Reproduce the entries below without any change, starting at the line that contains "Could you point out the white face" and continuing through the last line of the entries.

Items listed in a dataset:
#####
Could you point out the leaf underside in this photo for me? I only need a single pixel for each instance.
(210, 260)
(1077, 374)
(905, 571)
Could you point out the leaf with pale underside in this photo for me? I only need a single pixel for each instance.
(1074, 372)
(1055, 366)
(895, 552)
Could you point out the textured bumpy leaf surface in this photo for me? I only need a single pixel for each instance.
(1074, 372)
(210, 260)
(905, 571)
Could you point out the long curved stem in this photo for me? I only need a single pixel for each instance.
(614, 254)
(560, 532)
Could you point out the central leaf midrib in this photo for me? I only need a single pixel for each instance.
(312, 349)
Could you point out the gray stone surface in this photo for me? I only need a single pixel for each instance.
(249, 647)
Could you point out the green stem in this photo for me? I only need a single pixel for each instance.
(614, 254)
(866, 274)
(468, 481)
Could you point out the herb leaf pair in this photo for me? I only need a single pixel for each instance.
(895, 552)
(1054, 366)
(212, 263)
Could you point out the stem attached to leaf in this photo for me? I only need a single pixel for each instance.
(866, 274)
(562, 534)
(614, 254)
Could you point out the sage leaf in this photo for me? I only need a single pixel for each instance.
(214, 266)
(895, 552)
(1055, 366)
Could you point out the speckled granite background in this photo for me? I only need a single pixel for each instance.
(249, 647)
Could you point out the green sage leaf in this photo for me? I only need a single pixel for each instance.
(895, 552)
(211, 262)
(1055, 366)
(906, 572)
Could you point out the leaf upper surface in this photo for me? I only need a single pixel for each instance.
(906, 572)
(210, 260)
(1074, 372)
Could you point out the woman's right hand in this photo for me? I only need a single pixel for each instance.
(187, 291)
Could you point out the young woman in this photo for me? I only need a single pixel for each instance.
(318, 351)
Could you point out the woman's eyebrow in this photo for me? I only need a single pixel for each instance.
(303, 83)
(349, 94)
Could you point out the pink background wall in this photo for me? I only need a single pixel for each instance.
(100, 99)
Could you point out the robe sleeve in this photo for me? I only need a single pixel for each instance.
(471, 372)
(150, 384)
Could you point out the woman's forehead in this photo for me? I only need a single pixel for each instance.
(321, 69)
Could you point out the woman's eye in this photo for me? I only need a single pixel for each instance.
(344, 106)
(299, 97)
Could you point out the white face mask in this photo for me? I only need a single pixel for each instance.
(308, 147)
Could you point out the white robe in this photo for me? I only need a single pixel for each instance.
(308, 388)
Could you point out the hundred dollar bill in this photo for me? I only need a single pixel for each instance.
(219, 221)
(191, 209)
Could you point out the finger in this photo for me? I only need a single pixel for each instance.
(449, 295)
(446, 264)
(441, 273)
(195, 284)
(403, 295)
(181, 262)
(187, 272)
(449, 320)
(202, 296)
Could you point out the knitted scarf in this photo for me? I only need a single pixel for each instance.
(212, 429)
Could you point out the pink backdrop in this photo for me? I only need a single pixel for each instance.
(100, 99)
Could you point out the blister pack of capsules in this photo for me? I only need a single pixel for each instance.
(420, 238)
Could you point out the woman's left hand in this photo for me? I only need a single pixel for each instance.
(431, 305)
#####
◆ **SOLUTION FOR THIS TASK**:
Could you point out the white face mask in this photo for me? I only need a single pixel for each instance.
(308, 147)
Could you point out the white robe in this photo for me? I only need a single pixel for each instance.
(308, 388)
Could you point out the hundred dollar bill in this photo for me? I only need a single pixel for each instance.
(219, 221)
(191, 209)
Could you point out the finger in this photo for me? I only need a single pixel for each instance.
(449, 295)
(446, 264)
(441, 273)
(195, 284)
(403, 295)
(181, 262)
(187, 272)
(449, 320)
(202, 296)
Could you point out the knitted scarf in this photo for me? I only need a single pixel for each instance.
(212, 429)
Could you point out the pink backdrop in this photo for me? I only need a single pixel for each instance.
(100, 99)
Could you point out the blister pack of capsules in this photo for me? I only need a single pixel for each instance.
(420, 238)
Could you point out the woman's left hand in this photo for me? I only need a single pixel for each instance.
(431, 305)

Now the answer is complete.